#### Given records ####
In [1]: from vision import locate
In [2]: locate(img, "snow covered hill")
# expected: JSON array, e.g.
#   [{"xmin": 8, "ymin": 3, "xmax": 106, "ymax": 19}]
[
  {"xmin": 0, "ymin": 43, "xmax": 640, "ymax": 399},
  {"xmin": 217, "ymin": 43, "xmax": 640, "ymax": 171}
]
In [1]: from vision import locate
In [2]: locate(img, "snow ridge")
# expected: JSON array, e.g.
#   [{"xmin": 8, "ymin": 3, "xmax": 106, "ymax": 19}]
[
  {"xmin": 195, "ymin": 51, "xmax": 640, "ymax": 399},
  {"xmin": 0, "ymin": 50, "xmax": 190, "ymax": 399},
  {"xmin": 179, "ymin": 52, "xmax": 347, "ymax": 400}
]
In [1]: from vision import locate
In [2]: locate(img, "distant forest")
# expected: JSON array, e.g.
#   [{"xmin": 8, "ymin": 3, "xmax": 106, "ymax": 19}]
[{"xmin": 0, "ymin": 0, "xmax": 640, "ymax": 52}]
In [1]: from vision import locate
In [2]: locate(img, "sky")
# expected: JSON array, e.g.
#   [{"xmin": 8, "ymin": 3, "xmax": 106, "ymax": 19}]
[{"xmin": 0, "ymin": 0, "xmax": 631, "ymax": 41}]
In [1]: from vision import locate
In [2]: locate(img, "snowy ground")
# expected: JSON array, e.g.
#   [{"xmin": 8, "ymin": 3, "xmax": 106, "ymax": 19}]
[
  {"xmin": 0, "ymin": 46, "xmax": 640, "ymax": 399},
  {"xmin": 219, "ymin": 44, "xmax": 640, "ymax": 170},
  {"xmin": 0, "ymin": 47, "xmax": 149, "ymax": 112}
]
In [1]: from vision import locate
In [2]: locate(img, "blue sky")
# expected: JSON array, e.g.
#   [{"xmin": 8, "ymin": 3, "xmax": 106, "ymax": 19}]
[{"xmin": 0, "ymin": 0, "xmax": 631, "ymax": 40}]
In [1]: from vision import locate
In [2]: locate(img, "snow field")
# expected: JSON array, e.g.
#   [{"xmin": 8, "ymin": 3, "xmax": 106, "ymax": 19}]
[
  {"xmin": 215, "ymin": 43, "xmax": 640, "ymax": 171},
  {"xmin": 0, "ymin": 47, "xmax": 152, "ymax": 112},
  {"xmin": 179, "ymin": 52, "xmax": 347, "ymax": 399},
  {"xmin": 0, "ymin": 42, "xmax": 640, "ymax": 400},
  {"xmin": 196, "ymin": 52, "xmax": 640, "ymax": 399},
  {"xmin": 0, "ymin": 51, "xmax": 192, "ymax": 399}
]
####
Render the lines above as a JSON list of strings, one string per line, leaving out any blank lines.

Response for this exercise
[
  "In [1]: from vision import locate",
  "In [2]: locate(img, \"snow covered hill\")",
  "# expected: JSON array, e.g.",
  "#   [{\"xmin\": 8, \"ymin\": 3, \"xmax\": 106, \"ymax\": 19}]",
  "[",
  "  {\"xmin\": 0, \"ymin\": 43, \"xmax\": 640, \"ymax\": 399},",
  "  {\"xmin\": 217, \"ymin\": 43, \"xmax\": 640, \"ymax\": 171}",
  "]",
  "In [1]: from vision import locate",
  "In [2]: locate(img, \"snow ridge\")",
  "# expected: JSON array, e.g.",
  "#   [{\"xmin\": 8, \"ymin\": 3, \"xmax\": 106, \"ymax\": 19}]",
  "[",
  "  {\"xmin\": 195, \"ymin\": 51, \"xmax\": 640, \"ymax\": 399},",
  "  {\"xmin\": 0, \"ymin\": 50, \"xmax\": 190, \"ymax\": 399},",
  "  {\"xmin\": 179, \"ymin\": 52, \"xmax\": 347, \"ymax\": 400}",
  "]",
  "In [1]: from vision import locate",
  "In [2]: locate(img, \"distant forest\")",
  "# expected: JSON array, e.g.",
  "#   [{\"xmin\": 8, \"ymin\": 3, \"xmax\": 106, \"ymax\": 19}]",
  "[{\"xmin\": 0, \"ymin\": 0, \"xmax\": 640, \"ymax\": 52}]",
  "In [1]: from vision import locate",
  "In [2]: locate(img, \"sky\")",
  "# expected: JSON array, e.g.",
  "#   [{\"xmin\": 8, \"ymin\": 3, \"xmax\": 106, \"ymax\": 19}]",
  "[{\"xmin\": 0, \"ymin\": 0, \"xmax\": 631, \"ymax\": 41}]",
  "In [1]: from vision import locate",
  "In [2]: locate(img, \"snowy ground\")",
  "# expected: JSON array, e.g.",
  "#   [{\"xmin\": 8, \"ymin\": 3, \"xmax\": 106, \"ymax\": 19}]",
  "[",
  "  {\"xmin\": 0, \"ymin\": 46, \"xmax\": 640, \"ymax\": 399},",
  "  {\"xmin\": 219, \"ymin\": 44, \"xmax\": 640, \"ymax\": 170},",
  "  {\"xmin\": 0, \"ymin\": 47, \"xmax\": 149, \"ymax\": 112}",
  "]",
  "In [1]: from vision import locate",
  "In [2]: locate(img, \"blue sky\")",
  "# expected: JSON array, e.g.",
  "#   [{\"xmin\": 8, \"ymin\": 3, \"xmax\": 106, \"ymax\": 19}]",
  "[{\"xmin\": 0, \"ymin\": 0, \"xmax\": 631, \"ymax\": 40}]",
  "In [1]: from vision import locate",
  "In [2]: locate(img, \"snow field\")",
  "# expected: JSON array, e.g.",
  "#   [{\"xmin\": 8, \"ymin\": 3, \"xmax\": 106, \"ymax\": 19}]",
  "[",
  "  {\"xmin\": 215, \"ymin\": 43, \"xmax\": 640, \"ymax\": 171},",
  "  {\"xmin\": 0, \"ymin\": 47, \"xmax\": 152, \"ymax\": 112},",
  "  {\"xmin\": 179, \"ymin\": 52, \"xmax\": 347, \"ymax\": 399},",
  "  {\"xmin\": 0, \"ymin\": 42, \"xmax\": 640, \"ymax\": 400},",
  "  {\"xmin\": 196, \"ymin\": 52, \"xmax\": 640, \"ymax\": 399},",
  "  {\"xmin\": 0, \"ymin\": 51, \"xmax\": 192, \"ymax\": 399}",
  "]"
]